Hmm, does qmail put each piece of email is in a separate file? That
might explain a lot about what is going on here.
> Adding up the RSS of all the processes in use gives
> about 75MB, while free shows:
>
> total used free shared buffers cached
> Mem: 901068 894088 6980 0 157568 113856
> -/+ buffers/cache: 622664 278404
> Swap: 1028152 10468 1017684
>
> This are fairly consistent numbers. buffers hovers around 150MB and
> cached around 110MB all day. The server is heavy on write traffic.
>
> > Matt, do you see any suspiciously high numbers in
> > /proc/slabinfo ?
>
> What would be suspiciously high? The four biggest numbers I see are:
>
> inode_cache 139772 204760 480 25589 25595 1
> dentry_cache 184024 326550 128 10885 10885 1
> buffer_head 166620 220480 96 4487 5512 1
> size-64 102388 174876 64 2964 2964 1
Well, these numbers _are_ high, but with 1GB of RAM you have to use it all
_somewhere_. It looks like you don't have much memory pressure, because
there is lots of free space in these slabs that could probably be freed
easily.
I'm thinking that if you get _lots_ of dentry and inode items (especially
under the "postal" benchmark) you may not be able to free the negative
dentries for all of the created/deleted files in the mailspool (all of
which will have unique names). There is a deadlock path in the VM that
has to be avoided, and as a result it makes it harder to free dentries
under certain uncommon loads.

---*---

PROBLEM TO SOLVE
Copy the part of the mail server memory discussion that begins at "Hmm, does qmail" and stops after "on write traffic.".

---*---

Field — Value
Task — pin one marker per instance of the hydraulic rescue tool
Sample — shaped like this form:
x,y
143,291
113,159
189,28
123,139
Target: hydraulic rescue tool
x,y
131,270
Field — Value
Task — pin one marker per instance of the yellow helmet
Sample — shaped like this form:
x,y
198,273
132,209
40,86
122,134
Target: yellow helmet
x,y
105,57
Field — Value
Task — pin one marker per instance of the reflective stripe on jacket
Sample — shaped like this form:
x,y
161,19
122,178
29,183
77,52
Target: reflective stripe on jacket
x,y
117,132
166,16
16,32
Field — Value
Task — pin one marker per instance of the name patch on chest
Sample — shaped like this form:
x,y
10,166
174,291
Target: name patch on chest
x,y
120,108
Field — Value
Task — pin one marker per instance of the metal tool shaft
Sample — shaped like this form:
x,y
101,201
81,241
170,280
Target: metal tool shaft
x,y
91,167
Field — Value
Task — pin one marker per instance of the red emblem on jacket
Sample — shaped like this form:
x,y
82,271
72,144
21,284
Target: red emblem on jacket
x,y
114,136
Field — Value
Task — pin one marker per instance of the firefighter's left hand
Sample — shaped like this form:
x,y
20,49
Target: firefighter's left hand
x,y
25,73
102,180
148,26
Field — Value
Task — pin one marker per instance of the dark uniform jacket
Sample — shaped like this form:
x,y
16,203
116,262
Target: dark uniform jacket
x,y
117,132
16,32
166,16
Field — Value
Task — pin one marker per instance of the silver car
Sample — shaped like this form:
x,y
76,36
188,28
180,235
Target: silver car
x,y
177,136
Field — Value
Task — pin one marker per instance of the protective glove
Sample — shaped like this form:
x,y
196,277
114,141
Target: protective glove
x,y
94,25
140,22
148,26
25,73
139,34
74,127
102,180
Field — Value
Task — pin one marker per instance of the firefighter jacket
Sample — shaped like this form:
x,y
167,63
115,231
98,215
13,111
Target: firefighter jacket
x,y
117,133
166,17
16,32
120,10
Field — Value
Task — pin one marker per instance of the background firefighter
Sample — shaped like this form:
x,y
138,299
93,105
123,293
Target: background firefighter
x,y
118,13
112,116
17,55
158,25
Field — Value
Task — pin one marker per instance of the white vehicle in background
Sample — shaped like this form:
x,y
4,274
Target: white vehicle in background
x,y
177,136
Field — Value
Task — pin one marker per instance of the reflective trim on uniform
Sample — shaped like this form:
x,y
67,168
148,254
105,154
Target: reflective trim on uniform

---*---

RESPONSE TO THE EXERCISE
Hmm, does qmail put each piece of email is in a separate file? That
might explain a lot about what is going on here.
> Adding up the RSS of all the processes in use gives
> about 75MB, while free shows:
>
> total used free shared buffers cached
> Mem: 901068 894088 6980 0 157568 113856
> -/+ buffers/cache: 622664 278404
> Swap: 1028152 10468 1017684
>
> This are fairly consistent numbers. buffers hovers around 150MB and
> cached around 110MB all day. The server is heavy on write traffic.